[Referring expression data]
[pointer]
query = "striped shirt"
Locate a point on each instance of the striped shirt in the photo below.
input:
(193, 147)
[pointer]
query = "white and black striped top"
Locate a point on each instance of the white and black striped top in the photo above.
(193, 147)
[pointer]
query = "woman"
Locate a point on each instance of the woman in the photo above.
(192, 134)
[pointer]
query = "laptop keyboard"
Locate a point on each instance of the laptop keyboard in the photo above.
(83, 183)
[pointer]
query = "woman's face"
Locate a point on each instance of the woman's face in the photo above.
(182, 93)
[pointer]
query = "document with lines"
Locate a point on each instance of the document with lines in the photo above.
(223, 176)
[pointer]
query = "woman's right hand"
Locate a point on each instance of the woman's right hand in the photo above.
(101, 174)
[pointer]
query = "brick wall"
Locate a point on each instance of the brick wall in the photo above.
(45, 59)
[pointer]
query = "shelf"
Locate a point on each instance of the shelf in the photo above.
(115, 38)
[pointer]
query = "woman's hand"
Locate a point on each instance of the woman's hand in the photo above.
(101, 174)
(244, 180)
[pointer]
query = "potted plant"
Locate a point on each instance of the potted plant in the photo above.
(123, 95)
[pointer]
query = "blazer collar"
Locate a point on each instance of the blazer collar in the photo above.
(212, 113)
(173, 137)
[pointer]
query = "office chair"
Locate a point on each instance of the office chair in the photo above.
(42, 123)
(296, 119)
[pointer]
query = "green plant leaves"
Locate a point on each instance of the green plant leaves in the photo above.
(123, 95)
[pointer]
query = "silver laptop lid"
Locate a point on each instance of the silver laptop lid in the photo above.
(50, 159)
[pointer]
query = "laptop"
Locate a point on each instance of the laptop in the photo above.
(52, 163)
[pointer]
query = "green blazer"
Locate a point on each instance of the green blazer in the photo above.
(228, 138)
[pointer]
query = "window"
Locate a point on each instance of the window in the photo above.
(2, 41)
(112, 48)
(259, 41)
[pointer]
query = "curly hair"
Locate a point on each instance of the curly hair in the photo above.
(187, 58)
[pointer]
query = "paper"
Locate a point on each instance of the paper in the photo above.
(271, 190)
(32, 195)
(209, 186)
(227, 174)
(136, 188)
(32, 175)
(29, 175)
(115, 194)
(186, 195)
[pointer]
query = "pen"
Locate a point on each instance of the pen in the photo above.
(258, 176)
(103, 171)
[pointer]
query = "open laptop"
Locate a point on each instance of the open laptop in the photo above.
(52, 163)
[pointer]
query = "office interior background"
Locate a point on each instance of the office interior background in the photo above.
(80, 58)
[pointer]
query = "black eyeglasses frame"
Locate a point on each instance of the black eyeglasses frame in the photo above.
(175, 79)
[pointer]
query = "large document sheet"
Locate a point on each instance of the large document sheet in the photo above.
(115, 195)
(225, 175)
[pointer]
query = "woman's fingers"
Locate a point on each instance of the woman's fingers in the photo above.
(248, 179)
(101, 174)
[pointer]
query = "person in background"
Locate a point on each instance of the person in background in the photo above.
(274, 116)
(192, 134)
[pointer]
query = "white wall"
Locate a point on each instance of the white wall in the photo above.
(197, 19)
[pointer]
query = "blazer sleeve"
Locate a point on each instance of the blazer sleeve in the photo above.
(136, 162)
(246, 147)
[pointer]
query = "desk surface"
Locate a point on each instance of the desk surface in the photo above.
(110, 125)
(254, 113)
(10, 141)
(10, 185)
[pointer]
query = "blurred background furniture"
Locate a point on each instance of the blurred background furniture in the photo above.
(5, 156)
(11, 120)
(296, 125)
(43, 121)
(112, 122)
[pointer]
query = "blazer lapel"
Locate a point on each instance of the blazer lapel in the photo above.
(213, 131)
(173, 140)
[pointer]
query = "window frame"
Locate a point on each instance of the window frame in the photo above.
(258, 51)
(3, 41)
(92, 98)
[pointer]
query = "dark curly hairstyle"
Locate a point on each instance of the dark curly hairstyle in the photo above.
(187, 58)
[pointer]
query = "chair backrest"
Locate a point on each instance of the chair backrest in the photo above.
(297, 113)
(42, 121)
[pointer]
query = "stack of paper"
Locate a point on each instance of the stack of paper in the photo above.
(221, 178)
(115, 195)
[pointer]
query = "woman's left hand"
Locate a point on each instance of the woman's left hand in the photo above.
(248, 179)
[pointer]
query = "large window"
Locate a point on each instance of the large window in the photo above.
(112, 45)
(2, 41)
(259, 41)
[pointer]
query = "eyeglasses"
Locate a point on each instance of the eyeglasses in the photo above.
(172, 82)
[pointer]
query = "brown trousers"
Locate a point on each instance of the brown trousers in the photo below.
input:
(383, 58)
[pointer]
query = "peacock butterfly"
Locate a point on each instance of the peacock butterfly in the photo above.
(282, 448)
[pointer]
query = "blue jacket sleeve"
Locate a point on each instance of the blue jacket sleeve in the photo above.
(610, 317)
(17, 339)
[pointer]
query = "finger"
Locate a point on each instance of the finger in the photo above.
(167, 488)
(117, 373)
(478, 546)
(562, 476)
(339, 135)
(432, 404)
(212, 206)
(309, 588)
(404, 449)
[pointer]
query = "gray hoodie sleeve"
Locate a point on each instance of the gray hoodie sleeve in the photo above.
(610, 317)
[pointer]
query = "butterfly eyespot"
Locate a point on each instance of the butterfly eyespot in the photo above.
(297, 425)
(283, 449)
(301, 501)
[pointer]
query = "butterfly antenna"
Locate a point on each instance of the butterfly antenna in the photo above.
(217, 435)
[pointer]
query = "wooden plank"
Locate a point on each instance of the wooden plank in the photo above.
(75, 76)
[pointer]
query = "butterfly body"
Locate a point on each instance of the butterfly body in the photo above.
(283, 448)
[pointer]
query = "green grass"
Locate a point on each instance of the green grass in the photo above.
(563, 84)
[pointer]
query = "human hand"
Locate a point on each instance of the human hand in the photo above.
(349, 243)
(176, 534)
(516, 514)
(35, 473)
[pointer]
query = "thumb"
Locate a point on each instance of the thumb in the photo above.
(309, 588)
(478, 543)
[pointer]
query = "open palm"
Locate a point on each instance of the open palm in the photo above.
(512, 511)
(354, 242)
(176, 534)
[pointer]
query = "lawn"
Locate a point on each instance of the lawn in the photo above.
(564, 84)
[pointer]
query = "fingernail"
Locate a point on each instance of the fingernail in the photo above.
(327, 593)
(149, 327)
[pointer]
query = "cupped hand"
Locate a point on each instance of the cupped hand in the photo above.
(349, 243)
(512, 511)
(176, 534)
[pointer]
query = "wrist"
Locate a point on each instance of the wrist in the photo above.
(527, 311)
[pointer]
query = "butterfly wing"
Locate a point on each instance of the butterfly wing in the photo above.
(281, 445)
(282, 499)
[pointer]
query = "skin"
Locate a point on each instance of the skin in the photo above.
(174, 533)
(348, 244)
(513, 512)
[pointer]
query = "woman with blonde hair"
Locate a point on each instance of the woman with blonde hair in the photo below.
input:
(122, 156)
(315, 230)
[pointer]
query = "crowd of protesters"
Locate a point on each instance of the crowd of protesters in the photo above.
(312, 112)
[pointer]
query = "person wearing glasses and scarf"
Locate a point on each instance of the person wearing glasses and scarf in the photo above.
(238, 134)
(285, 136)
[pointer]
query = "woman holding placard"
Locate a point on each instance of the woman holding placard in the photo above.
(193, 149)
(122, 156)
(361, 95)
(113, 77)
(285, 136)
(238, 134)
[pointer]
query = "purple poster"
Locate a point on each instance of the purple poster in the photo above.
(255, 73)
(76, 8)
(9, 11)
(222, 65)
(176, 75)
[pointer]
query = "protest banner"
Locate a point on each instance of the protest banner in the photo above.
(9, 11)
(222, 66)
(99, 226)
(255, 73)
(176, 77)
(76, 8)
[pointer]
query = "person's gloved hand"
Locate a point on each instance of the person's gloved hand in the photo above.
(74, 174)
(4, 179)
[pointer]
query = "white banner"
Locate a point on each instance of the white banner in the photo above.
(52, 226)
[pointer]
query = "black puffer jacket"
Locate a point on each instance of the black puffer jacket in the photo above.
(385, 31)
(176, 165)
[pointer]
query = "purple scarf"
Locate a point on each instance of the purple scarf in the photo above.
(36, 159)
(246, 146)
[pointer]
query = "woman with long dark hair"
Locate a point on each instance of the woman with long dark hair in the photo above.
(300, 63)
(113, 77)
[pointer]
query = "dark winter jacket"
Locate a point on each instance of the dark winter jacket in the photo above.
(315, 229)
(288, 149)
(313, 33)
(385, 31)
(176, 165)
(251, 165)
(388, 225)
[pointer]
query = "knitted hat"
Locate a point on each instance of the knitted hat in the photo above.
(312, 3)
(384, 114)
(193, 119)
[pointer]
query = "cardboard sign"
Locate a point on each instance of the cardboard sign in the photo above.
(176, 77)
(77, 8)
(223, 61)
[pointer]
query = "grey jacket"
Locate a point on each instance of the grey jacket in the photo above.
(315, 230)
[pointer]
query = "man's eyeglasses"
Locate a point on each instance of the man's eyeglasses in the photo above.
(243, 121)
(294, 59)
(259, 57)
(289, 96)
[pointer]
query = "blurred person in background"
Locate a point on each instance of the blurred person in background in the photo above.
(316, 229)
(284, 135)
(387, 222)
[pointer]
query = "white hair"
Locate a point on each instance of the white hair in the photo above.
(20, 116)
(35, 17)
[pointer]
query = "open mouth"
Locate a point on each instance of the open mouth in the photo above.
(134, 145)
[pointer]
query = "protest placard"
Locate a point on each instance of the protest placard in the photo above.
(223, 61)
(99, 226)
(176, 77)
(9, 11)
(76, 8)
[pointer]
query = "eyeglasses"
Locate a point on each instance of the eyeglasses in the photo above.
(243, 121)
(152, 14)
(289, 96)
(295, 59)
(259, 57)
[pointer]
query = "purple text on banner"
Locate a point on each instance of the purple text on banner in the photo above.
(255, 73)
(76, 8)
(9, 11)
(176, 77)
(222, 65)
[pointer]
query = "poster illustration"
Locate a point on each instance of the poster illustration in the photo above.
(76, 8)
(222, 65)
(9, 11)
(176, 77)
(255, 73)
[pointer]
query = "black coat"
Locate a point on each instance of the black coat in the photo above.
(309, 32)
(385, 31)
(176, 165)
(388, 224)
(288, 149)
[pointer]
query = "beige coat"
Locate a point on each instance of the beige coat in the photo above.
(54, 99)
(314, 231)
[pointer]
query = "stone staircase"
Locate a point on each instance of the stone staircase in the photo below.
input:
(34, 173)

*Your goal*:
Please copy out each line of the data in which the word "stone" occurs.

*Task response*:
query = "stone staircase"
Locate a point on each instance of the stone staircase in the photo below.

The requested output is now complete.